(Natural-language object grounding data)
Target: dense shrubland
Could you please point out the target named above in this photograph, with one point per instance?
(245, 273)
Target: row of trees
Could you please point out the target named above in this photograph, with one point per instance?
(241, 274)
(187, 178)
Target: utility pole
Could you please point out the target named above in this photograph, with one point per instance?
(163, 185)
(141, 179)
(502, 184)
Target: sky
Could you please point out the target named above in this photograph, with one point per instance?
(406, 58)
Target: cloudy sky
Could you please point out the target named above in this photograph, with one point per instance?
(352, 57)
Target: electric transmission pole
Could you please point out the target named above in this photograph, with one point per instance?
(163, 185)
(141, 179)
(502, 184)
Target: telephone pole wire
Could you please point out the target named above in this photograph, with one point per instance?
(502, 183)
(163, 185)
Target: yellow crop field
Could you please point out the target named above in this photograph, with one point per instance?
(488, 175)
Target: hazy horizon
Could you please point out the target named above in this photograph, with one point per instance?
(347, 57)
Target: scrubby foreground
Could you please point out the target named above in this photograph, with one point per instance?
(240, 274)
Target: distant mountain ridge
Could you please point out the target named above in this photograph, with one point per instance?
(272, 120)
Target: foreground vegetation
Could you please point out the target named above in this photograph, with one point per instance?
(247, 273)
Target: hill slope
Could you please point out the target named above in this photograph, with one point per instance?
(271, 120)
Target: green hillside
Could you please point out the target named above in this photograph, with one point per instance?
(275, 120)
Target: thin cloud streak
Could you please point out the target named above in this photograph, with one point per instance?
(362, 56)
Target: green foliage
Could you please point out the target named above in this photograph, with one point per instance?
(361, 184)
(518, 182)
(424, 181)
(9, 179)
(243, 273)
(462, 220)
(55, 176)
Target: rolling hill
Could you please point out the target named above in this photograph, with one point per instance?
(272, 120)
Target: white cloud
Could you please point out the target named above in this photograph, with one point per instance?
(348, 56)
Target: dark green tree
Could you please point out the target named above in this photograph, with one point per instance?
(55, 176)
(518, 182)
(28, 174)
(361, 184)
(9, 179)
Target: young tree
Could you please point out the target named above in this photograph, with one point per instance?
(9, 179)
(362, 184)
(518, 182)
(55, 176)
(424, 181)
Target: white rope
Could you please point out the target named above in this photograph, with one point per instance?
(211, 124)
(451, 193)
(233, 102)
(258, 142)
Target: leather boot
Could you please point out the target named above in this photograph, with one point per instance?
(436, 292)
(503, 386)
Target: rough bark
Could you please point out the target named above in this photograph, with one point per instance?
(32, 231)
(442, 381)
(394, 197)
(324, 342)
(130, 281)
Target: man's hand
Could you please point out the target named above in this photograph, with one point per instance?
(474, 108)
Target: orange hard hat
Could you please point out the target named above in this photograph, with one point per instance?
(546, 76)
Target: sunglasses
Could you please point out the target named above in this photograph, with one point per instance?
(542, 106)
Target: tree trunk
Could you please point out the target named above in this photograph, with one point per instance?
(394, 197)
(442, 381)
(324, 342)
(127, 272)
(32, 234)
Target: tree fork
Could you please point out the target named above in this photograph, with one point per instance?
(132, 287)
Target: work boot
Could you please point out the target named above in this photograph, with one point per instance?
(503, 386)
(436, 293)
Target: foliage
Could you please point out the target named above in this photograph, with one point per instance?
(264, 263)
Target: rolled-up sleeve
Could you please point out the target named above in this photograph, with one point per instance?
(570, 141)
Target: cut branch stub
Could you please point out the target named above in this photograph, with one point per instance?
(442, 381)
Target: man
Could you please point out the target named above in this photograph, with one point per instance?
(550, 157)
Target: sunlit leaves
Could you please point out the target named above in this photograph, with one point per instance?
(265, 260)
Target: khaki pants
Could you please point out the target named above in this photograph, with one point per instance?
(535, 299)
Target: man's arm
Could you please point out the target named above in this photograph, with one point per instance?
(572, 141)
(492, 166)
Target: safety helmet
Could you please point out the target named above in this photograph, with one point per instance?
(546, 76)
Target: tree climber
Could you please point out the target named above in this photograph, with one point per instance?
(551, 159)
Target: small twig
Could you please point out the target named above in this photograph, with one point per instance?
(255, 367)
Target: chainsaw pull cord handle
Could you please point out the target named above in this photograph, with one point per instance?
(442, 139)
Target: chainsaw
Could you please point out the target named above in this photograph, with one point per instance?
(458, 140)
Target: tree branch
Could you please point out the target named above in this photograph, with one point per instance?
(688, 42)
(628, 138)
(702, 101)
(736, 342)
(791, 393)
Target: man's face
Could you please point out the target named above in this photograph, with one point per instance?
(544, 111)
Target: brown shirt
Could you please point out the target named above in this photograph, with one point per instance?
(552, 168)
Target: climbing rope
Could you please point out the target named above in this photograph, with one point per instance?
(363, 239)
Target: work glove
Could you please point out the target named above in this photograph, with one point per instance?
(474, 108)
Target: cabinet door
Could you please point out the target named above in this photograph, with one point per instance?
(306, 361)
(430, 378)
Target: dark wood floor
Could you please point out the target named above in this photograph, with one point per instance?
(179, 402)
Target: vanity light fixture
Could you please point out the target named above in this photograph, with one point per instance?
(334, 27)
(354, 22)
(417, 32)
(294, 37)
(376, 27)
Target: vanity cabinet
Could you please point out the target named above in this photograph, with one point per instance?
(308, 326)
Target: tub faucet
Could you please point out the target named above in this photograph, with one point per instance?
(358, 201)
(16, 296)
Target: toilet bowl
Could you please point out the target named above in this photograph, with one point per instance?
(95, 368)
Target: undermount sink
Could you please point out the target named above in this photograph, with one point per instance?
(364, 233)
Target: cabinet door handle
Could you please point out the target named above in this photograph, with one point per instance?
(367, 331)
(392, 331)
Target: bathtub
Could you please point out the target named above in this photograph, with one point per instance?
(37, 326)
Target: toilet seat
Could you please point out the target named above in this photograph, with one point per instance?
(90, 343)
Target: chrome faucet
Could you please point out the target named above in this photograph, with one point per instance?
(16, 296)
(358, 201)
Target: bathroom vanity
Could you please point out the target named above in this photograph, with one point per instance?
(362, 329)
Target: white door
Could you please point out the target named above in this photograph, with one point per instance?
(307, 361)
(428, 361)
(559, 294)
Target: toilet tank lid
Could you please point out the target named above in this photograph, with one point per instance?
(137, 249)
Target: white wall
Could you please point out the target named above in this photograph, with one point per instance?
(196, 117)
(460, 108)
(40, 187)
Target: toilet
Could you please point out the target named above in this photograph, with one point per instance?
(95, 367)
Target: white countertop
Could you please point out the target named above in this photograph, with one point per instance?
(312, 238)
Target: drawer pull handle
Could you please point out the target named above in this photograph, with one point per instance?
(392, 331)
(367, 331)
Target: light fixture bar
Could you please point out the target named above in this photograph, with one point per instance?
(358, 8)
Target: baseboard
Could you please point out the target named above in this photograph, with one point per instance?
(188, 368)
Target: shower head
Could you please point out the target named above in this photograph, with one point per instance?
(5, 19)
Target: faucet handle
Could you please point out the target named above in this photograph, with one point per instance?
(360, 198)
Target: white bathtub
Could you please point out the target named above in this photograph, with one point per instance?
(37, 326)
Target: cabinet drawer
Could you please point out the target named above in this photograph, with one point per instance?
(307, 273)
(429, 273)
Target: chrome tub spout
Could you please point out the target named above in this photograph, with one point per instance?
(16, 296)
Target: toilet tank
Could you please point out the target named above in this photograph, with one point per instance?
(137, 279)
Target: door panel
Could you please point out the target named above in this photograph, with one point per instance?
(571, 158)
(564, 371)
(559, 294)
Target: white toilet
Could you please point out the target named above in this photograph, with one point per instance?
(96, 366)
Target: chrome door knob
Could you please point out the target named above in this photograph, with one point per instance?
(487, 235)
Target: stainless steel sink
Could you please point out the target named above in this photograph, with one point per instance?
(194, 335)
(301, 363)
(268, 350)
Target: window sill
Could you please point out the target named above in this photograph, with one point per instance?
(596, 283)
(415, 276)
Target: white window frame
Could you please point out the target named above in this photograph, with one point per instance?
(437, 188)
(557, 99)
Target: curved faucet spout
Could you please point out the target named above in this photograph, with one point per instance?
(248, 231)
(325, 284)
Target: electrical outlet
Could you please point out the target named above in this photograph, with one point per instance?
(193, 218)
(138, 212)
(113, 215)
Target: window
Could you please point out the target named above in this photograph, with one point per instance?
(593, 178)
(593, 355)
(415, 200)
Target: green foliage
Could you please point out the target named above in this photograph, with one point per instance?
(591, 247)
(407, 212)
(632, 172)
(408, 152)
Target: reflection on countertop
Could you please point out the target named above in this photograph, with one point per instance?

■ **The problem**
The answer must be a single number: how many lines in the records above contain the word "drawer".

■ **Your solution**
2